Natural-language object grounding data
+ + +

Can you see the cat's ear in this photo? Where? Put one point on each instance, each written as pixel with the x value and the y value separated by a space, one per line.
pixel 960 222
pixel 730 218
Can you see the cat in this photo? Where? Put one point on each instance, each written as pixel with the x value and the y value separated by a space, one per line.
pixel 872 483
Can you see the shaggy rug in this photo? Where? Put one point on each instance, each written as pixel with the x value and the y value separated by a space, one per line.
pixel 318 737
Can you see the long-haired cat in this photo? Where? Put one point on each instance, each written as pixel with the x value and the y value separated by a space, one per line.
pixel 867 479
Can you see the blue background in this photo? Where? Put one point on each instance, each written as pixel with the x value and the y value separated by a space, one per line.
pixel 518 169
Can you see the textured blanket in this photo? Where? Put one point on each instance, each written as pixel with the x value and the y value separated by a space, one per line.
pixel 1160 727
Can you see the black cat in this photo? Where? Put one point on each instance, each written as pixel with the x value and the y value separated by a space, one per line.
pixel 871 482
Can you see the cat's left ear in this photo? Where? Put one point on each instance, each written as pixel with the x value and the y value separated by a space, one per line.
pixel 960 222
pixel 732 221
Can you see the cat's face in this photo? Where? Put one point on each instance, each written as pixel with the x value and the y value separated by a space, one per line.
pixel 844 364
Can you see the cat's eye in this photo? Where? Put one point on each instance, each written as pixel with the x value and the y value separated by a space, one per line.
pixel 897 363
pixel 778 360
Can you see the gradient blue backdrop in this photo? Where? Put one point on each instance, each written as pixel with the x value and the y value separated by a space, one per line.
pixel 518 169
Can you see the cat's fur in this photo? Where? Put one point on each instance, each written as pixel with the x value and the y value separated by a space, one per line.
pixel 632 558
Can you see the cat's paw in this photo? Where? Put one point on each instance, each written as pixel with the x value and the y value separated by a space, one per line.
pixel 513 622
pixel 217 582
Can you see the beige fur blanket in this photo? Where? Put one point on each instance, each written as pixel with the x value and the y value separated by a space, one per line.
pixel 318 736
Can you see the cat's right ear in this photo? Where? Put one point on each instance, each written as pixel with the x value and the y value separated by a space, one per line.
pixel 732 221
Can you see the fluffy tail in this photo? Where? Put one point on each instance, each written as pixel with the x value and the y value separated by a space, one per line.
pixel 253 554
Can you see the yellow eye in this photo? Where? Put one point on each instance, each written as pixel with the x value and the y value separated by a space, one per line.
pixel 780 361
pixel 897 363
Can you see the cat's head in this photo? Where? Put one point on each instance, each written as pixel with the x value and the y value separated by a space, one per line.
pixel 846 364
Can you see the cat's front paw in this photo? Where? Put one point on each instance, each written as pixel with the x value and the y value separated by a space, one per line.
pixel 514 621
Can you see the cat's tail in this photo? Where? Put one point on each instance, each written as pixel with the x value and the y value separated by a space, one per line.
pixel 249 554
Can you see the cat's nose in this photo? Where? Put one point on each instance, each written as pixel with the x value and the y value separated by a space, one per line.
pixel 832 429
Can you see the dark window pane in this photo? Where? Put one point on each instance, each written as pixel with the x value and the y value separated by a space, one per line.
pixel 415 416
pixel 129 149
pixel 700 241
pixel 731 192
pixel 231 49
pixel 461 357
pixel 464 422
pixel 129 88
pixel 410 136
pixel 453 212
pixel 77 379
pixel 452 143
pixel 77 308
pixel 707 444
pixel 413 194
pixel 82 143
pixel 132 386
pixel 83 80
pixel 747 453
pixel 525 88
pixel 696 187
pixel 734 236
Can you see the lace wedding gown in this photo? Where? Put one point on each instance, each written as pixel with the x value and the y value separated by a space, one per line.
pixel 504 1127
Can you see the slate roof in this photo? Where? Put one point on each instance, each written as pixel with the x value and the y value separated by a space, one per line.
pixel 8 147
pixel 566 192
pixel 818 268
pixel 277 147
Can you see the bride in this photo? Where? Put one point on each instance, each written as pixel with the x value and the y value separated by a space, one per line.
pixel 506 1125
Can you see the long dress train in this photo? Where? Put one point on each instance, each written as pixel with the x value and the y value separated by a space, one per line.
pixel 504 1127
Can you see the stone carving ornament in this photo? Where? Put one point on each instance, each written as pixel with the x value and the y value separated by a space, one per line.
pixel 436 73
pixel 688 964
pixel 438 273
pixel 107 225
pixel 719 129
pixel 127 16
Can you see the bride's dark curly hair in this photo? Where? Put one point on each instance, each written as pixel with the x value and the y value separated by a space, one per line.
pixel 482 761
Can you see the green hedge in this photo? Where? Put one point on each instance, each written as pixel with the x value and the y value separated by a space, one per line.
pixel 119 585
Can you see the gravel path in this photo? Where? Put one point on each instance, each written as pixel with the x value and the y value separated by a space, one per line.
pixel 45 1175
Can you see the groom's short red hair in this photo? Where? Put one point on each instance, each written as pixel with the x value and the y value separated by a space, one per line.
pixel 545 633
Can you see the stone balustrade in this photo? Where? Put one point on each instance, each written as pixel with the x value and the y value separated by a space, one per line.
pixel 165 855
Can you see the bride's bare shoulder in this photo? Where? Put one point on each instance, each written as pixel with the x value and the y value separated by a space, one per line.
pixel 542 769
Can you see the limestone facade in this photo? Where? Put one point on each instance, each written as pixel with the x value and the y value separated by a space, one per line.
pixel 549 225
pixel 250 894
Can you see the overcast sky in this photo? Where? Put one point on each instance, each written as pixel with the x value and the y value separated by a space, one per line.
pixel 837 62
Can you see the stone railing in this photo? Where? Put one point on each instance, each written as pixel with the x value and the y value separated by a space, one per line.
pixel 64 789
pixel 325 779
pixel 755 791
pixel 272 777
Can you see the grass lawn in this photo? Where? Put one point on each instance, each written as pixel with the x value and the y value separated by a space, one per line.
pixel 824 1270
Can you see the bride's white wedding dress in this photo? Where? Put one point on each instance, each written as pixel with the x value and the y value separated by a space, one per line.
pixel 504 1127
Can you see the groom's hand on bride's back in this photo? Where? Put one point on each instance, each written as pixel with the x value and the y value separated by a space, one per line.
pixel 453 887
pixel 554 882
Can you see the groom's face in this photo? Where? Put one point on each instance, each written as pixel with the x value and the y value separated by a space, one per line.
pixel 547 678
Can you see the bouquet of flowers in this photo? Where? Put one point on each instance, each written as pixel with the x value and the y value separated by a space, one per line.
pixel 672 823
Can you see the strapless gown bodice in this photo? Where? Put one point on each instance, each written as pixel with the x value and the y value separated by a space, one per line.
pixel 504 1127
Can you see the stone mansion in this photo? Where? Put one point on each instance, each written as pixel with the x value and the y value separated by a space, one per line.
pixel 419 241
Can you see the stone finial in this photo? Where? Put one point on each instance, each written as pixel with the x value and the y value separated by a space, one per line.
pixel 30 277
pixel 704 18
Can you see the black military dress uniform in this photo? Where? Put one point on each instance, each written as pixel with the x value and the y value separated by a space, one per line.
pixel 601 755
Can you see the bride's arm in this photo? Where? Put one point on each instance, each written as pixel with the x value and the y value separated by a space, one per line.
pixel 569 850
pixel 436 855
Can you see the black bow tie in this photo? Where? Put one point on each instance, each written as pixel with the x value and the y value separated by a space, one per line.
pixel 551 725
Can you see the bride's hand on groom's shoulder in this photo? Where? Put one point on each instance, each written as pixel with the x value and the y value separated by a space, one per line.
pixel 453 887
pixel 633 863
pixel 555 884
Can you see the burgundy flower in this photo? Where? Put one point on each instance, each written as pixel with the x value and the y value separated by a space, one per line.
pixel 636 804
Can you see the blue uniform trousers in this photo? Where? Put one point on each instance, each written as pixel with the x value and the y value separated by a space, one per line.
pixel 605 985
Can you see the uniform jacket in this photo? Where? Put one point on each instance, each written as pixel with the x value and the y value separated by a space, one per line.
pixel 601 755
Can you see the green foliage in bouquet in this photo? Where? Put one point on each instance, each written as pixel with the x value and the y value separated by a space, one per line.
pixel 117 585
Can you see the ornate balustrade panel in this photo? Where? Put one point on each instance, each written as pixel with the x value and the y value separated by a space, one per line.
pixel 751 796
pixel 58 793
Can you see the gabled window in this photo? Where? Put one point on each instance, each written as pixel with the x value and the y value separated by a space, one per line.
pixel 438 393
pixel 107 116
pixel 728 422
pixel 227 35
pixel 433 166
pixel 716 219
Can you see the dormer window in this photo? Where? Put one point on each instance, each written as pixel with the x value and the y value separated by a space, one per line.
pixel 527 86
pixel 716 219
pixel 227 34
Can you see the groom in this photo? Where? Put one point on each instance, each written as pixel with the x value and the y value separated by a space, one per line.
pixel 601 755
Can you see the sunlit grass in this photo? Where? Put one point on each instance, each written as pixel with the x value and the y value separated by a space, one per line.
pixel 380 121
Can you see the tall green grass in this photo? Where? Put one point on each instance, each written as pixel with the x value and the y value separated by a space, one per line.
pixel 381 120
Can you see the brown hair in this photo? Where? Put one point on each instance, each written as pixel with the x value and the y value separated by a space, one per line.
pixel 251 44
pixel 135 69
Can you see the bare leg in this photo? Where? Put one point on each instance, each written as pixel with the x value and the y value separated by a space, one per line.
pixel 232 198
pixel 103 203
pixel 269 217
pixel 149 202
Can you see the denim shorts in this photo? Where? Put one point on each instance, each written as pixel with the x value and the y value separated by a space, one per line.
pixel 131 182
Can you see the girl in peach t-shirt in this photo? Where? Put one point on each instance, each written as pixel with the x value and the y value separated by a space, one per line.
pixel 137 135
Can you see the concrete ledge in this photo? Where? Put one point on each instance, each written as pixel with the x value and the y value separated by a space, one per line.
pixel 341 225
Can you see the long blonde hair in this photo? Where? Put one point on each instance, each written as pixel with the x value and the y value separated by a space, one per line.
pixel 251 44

+ + +

» TASK REQUIREMENTS
Return exactly the run of lines that opens with the one containing "Can you see the concrete" and closes with the last line of the records above.

» EXERCISE SOLUTION
Can you see the concrete ledge in this photo? Where? Put one point on each instance, each written as pixel with the x value and the y value separated by a space, one per line.
pixel 341 225
Can you see the long blonde hair in this photo? Where? Put one point on each instance, each written as pixel with the x value and the y value separated by a space, one per line.
pixel 251 44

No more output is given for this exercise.